DATA FOR PROCESSING start

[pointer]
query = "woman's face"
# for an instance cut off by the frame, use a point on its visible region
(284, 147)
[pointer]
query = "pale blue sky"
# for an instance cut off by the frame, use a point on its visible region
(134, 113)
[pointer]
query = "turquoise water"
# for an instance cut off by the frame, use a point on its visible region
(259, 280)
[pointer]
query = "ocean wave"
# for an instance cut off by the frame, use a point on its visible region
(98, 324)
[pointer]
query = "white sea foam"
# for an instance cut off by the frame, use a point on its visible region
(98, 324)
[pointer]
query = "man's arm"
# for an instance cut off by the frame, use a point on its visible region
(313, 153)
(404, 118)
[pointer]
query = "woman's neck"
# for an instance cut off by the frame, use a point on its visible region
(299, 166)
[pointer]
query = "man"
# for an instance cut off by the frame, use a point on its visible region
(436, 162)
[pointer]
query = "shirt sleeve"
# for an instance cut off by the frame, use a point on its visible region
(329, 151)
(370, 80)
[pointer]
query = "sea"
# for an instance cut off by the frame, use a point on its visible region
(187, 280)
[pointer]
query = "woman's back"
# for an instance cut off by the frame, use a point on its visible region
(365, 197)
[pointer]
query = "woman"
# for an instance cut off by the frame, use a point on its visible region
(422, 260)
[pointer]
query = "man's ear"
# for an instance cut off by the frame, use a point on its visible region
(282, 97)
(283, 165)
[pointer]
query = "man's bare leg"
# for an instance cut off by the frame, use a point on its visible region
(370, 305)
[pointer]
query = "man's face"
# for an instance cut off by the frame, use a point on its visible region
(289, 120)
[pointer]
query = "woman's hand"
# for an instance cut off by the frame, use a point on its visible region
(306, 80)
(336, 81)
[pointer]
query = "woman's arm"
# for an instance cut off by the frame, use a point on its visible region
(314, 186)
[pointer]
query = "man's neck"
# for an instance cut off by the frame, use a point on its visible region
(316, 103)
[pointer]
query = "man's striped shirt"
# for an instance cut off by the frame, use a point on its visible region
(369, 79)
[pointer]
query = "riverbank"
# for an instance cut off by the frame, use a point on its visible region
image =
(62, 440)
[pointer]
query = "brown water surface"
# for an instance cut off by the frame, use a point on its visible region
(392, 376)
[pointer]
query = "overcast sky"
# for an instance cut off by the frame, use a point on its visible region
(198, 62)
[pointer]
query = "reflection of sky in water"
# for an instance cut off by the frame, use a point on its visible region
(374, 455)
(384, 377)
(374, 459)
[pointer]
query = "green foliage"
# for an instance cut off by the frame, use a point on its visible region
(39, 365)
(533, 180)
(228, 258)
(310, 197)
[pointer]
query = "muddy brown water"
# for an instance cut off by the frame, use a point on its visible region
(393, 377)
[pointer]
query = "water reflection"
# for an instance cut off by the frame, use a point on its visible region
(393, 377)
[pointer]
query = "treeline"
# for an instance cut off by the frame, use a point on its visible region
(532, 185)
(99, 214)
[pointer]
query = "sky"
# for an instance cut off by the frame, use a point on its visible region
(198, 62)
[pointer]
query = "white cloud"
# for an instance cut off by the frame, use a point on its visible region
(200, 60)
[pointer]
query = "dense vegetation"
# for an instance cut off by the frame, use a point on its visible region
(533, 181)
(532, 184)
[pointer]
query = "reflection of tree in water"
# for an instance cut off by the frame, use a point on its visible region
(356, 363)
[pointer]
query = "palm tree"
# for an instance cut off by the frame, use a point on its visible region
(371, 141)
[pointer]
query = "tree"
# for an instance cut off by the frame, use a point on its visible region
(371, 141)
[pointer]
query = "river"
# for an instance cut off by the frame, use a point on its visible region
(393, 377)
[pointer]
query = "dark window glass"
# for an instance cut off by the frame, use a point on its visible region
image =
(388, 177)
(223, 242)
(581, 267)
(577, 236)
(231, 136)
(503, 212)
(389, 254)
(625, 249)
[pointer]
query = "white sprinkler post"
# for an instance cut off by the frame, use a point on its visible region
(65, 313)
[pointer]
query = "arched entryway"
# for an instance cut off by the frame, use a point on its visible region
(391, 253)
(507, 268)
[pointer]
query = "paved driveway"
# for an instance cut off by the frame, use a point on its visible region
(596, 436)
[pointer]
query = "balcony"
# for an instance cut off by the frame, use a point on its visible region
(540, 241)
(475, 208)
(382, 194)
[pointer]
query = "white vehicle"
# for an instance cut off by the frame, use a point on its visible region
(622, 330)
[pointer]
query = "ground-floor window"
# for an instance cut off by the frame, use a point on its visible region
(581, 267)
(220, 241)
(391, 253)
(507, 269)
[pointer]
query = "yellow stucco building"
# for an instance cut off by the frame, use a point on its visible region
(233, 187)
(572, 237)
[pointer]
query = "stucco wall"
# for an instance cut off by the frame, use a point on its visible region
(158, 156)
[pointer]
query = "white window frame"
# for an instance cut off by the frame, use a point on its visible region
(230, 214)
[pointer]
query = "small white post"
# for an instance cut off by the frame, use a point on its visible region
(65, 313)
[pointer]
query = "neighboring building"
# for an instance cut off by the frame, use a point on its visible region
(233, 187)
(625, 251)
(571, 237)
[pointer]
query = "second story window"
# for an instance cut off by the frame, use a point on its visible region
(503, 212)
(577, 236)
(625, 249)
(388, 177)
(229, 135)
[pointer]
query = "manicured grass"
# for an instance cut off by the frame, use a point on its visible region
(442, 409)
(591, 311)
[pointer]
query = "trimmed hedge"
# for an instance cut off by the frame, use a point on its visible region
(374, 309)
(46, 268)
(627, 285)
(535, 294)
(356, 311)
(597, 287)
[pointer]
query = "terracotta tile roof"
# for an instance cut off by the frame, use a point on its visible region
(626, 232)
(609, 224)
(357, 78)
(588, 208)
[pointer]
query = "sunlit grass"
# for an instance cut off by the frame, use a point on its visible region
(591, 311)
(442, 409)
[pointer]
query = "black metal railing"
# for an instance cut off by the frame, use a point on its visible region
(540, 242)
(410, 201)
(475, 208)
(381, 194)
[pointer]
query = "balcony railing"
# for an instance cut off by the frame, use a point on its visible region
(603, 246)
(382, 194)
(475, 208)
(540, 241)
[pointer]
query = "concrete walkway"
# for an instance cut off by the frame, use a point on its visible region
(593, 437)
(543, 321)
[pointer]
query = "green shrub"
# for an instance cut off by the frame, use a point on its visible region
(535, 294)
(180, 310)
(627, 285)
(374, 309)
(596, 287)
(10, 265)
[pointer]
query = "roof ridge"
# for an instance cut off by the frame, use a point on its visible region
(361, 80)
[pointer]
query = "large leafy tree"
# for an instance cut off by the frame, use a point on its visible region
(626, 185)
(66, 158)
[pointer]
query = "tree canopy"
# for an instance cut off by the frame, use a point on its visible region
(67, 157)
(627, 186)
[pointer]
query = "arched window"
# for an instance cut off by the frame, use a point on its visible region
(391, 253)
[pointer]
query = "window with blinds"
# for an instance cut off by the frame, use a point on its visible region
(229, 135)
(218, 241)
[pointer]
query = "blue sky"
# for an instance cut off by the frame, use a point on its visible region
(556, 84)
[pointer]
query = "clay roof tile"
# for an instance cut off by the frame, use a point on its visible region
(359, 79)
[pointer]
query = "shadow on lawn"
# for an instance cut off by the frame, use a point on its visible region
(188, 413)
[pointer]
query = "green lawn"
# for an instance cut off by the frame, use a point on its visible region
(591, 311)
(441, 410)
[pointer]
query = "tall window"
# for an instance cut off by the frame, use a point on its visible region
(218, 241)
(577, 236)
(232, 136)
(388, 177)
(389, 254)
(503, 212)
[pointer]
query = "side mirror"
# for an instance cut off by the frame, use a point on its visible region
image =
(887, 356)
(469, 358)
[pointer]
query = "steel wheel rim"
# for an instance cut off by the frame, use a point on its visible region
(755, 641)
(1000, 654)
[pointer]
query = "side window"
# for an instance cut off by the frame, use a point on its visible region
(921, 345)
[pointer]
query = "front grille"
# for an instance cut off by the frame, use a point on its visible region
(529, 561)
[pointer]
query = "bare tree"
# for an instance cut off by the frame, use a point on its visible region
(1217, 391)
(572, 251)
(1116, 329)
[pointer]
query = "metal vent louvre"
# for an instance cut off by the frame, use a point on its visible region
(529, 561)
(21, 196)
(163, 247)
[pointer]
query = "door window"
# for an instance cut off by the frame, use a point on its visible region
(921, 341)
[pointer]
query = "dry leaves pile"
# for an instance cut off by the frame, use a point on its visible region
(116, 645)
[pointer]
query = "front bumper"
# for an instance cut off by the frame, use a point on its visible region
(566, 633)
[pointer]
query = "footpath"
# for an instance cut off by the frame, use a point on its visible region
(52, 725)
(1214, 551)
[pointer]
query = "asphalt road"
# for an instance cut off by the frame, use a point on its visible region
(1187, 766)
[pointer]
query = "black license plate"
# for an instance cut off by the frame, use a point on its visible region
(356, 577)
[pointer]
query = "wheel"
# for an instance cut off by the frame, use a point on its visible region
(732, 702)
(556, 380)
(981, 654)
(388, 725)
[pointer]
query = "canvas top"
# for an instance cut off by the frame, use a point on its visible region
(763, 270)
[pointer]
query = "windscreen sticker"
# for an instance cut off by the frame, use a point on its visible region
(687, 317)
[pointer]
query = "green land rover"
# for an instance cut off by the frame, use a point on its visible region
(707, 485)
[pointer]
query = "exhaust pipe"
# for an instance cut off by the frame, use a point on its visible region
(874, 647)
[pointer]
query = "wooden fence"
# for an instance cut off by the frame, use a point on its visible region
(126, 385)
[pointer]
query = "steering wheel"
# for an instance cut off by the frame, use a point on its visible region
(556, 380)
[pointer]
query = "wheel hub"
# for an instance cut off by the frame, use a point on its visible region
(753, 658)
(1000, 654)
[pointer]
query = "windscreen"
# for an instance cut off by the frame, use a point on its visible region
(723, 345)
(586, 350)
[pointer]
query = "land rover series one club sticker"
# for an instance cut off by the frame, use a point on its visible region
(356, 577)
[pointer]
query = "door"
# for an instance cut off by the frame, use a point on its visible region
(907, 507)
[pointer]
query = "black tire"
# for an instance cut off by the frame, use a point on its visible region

DATA FOR PROCESSING end

▸ EXERCISE BRIEF
State how many of the lines above contain the word "metal", and give only the number.

▸ EXERCISE OUTPUT
2